::: TEXT PASSAGE

= Robert Pierce Forbes =

American historian

Robert Pierce Forbes (born April 27, 1958) is an American historian specializing in the politics and culture of the early American Republic, and the impact of slavery on the development of American institutions and modern society.

==Life==
Robert Pierce Forbes was born in Boston, Massachusetts, the elder son of Henry Ashton Crosby Forbes and Grace Pierce Forbes. His childhood was spent in Cambridge, Massachusetts, where he attended Shady Hill School. His father was a historian of Asian decorative arts, founder of the Captain Robert Bennet Forbes House and curator of Asian export art at the Peabody Essex Museum in Salem, Massachusetts. His mother was a book editor and homemaker.

Forbes attended Concord Academy and graduated from the Cambridge High and Latin School (now Cambridge Rindge and Latin School) in 1976. He received his bachelor's degree in history from the Columbian College of Arts and Sciences of The George Washington University in 1986, receiving its Distinguished Scholar Award. After graduation he worked at the Afro-American Communities Project at the Smithsonian's National Museum of American History before enrolling in the graduate program in history at Yale University, where he received a Ph.D in 1994.

From 1998 to 2006, Forbes served as the founding associate director of Yale's Gilder Lehrman Center for the Study of Slavery, Resistance, and Abolition, under the directorship of David Brion Davis. During this time he also taught undergraduate and graduate courses at Yale. Between 2006 and 2014, Forbes taught U.S. history and American Studies at the University of Connecticut, Torrington. Professor Forbes is also the founder of Locally Grown History, an initiative founded in 2008 to promote public history and tourism in northwest Connecticut. Since 2017, he has taught at Southern Connecticut State University.

In 2022, Forbes edited and annotated Notes on the State of Virginia by Thomas Jefferson (New Haven: Yale University Press), the first version to employ the original 1785 Paris edition and Jefferson's manuscript. His first book, The Missouri Compromise and its Aftermath: Slavery and the Meaning of America, the first major work on the subject in over fifty years, was described as "a profound study" by Oxford historian Daniel Walker Howe. Forbes is also the author of two essays on the cultural history of slavery, "Slavery and the Evangelical Enlightenment", in McKivigan and Snay, eds., Religion and the Antebellum Debate over Slavery (Athens: University of Georgia Press, 1998) and "'Truth Systematised': The Changing Debate over Slavery and Abolition, 1761-1916", in McCarthy and Stauffer, eds., Prophets of Protest: Reconsidering the History of American Abolitionism (New York: The New Press, 2006).

::::::

TASK DESCRIPTION
Reproduce the passage in the Robert Pierce Forbes biography from "Robert Pierce Forbes (born" up to and including "editor and homemaker.".

::: RECORD EXCERPTS

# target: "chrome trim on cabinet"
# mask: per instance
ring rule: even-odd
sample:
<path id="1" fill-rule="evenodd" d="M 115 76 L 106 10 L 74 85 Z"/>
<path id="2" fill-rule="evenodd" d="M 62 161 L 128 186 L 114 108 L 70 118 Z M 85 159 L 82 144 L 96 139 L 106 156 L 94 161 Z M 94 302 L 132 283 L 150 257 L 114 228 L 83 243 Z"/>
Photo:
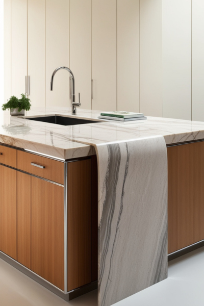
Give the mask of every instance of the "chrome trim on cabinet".
<path id="1" fill-rule="evenodd" d="M 64 293 L 67 292 L 67 163 L 64 164 Z"/>

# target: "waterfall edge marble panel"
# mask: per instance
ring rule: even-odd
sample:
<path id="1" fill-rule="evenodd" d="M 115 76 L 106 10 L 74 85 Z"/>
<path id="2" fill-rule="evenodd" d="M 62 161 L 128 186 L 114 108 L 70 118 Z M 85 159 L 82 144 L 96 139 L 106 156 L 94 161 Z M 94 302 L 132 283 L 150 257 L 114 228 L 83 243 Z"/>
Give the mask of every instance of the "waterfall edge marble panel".
<path id="1" fill-rule="evenodd" d="M 167 164 L 163 136 L 96 145 L 98 305 L 167 277 Z"/>

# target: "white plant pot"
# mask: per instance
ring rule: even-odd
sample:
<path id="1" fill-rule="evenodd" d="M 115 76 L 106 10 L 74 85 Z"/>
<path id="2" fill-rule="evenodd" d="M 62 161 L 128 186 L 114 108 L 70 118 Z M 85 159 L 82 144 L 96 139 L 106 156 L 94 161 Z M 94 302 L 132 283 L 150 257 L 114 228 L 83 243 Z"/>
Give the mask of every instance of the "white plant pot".
<path id="1" fill-rule="evenodd" d="M 11 109 L 11 116 L 24 116 L 25 114 L 25 110 L 22 110 L 21 112 L 18 111 L 18 108 L 16 109 Z"/>

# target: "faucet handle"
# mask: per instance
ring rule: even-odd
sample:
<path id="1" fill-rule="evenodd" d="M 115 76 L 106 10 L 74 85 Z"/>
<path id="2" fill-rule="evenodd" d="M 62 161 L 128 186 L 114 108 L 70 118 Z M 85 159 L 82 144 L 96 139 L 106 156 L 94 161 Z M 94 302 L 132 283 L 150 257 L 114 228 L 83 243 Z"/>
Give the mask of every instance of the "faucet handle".
<path id="1" fill-rule="evenodd" d="M 74 95 L 72 95 L 72 97 Z M 72 105 L 74 105 L 74 106 L 81 106 L 81 104 L 80 103 L 80 93 L 79 93 L 79 102 L 75 102 L 75 96 L 74 96 L 74 98 L 73 99 L 72 98 Z"/>

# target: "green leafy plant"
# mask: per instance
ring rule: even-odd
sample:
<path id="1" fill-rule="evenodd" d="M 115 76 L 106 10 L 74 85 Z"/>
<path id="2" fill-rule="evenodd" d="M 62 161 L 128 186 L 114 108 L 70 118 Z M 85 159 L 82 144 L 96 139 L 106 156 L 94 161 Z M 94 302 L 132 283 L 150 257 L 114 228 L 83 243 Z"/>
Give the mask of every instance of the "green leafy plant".
<path id="1" fill-rule="evenodd" d="M 15 96 L 12 96 L 7 103 L 3 105 L 2 107 L 3 110 L 6 111 L 7 109 L 11 109 L 18 108 L 18 112 L 21 112 L 22 110 L 29 111 L 31 106 L 30 103 L 31 100 L 24 93 L 21 93 L 21 96 L 20 99 L 18 99 Z"/>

::::::

ANSWER
Robert Pierce Forbes (born April 27, 1958) is an American historian specializing in the politics and culture of the early American Republic, and the impact of slavery on the development of American institutions and modern society.

==Life==
Robert Pierce Forbes was born in Boston, Massachusetts, the elder son of Henry Ashton Crosby Forbes and Grace Pierce Forbes. His childhood was spent in Cambridge, Massachusetts, where he attended Shady Hill School. His father was a historian of Asian decorative arts, founder of the Captain Robert Bennet Forbes House and curator of Asian export art at the Peabody Essex Museum in Salem, Massachusetts. His mother was a book editor and homemaker.